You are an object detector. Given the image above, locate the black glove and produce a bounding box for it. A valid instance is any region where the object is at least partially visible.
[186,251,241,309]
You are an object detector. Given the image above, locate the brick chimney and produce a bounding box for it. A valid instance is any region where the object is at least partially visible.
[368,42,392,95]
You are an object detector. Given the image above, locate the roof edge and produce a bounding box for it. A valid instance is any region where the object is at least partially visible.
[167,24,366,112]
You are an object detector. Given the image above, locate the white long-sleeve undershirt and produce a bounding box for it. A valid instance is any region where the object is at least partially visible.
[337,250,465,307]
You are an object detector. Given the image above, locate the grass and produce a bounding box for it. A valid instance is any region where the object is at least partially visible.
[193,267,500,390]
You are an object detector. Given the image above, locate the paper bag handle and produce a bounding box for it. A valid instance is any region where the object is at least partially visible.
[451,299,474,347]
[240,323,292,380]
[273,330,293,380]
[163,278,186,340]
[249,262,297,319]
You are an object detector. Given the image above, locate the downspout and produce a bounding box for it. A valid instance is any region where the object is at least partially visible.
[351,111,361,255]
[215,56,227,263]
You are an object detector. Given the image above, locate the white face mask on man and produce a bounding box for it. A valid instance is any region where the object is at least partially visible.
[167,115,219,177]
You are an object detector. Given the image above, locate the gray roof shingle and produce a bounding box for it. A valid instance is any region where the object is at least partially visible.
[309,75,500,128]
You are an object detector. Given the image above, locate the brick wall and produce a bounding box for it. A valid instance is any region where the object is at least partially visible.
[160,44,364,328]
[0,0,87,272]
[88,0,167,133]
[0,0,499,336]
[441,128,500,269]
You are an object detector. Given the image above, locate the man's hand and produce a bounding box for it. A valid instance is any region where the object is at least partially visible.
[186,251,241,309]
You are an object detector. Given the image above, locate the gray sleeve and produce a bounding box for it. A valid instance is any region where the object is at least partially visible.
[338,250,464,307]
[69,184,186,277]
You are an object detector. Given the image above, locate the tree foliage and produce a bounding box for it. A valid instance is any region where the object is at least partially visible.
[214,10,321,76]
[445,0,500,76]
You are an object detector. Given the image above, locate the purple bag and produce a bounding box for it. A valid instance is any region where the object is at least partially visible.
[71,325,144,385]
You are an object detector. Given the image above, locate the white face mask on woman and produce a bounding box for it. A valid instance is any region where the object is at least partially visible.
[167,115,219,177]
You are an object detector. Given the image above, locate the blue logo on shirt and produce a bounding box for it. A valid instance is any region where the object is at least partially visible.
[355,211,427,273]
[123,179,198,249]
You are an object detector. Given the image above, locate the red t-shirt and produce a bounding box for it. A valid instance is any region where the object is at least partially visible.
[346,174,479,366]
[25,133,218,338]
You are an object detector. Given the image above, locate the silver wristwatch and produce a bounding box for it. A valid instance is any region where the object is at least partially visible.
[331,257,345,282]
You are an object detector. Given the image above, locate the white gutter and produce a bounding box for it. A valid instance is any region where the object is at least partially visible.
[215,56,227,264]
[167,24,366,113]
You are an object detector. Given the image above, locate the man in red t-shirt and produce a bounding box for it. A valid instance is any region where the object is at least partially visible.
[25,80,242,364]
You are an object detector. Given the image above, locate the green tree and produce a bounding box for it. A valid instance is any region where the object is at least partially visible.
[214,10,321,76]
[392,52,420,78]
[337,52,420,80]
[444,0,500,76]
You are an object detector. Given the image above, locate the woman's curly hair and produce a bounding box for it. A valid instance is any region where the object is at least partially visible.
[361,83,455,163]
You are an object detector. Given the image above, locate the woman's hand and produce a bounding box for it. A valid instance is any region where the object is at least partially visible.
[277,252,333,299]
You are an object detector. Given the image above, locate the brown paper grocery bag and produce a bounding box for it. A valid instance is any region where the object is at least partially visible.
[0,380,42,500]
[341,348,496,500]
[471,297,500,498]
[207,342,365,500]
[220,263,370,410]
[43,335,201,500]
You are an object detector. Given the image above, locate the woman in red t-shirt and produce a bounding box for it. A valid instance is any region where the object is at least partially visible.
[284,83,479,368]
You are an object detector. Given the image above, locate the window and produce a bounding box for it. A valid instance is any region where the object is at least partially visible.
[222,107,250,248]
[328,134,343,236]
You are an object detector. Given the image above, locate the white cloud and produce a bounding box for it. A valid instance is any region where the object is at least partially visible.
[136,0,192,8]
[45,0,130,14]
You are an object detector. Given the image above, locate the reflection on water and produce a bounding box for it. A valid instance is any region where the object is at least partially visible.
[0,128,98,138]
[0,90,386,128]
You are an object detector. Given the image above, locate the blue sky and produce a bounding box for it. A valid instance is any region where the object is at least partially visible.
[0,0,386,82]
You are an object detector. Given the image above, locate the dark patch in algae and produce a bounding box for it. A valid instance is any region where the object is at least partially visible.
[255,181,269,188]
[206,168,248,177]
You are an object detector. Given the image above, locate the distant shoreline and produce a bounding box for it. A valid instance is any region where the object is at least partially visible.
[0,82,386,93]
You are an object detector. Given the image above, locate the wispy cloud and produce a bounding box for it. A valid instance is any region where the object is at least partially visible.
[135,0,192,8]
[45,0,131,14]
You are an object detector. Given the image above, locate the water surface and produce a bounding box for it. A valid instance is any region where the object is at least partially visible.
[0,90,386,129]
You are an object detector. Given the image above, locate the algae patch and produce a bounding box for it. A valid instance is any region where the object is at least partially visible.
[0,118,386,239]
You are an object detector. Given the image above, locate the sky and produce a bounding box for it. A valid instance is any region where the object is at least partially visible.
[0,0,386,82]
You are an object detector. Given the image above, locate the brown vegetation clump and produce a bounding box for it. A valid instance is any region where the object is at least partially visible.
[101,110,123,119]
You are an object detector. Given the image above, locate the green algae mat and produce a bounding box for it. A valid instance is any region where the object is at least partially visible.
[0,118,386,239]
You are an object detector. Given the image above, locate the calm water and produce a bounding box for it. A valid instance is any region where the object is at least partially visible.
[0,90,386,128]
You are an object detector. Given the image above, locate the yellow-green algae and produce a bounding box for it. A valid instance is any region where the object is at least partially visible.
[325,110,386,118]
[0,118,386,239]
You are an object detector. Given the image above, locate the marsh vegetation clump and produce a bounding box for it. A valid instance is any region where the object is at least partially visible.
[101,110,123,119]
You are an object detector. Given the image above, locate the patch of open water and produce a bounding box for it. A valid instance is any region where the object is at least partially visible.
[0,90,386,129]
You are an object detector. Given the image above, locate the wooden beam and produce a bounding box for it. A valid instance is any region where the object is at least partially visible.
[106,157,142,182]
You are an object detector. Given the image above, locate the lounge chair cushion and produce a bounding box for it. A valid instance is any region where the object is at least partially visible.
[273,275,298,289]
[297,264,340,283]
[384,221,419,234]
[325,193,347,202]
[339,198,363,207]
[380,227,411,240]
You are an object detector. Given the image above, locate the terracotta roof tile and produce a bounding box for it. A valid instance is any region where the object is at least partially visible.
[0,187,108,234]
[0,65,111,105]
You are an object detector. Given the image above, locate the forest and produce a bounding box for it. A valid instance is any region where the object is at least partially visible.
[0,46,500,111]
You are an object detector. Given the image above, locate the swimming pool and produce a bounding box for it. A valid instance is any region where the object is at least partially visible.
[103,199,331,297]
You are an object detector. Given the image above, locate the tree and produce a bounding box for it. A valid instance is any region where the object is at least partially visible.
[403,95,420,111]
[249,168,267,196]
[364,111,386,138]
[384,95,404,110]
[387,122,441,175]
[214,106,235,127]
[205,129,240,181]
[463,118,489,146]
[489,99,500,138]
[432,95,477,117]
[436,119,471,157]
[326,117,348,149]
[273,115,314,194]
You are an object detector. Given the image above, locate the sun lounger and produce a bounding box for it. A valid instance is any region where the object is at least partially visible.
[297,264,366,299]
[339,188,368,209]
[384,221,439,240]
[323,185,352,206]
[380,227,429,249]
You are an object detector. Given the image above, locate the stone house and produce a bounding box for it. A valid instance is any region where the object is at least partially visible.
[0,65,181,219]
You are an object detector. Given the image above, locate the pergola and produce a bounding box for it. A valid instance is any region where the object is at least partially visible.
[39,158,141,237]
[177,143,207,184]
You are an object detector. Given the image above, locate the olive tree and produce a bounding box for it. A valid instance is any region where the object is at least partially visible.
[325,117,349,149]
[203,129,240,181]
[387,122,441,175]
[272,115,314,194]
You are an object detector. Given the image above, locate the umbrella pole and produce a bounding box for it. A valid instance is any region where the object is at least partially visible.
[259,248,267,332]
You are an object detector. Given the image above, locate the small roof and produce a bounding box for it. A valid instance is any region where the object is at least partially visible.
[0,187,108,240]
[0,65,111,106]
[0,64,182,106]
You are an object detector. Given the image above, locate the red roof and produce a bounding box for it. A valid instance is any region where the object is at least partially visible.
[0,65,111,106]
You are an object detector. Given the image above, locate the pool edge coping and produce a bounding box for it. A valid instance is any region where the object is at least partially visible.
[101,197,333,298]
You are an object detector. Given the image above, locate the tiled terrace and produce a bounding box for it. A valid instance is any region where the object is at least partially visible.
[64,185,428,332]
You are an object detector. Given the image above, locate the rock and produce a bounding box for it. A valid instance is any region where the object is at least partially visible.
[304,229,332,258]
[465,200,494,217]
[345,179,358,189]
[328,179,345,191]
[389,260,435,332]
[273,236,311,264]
----
Exercise directions
Shift every bounding box coordinate in the answers up by 63, and write out again all lines of the entries above from the very first one through the line containing "[249,262,297,319]", both ends included. Keep the requests in and leave them unchanged.

Task response
You are an object detector. Given the image above, locate the black glove and produce a bounding box for it. A valid instance is any region where the object is at least partially visible.
[249,314,304,372]
You are an object detector. Given the image above, locate the brick chimney and produce a bounding box for it. A valid instance is any region where the object is at least partially visible.
[431,105,455,158]
You are an object detector. Given the image above, locate the roof edge and produce a bounding box for it. A valid instance is any region where the object is at least partially visible.
[230,87,429,175]
You are an object detector. Given the image above, locate the white long-sleeve undershirt and produce a bounding box for it. A valid instance is any region where the object is at least partially visible.
[400,313,528,370]
You are an object detector. Given the image above, locate the grass and produce a bounding box for it. A valid instance is any region where the object is at least partially visible.
[256,330,563,453]
You are an object detector. Given the image above, locate the paper bag handle and produce a bounding box for it. A valid instance is any region where the object is at least partially visible.
[514,362,537,410]
[303,386,355,443]
[336,393,356,443]
[226,341,249,403]
[312,325,360,382]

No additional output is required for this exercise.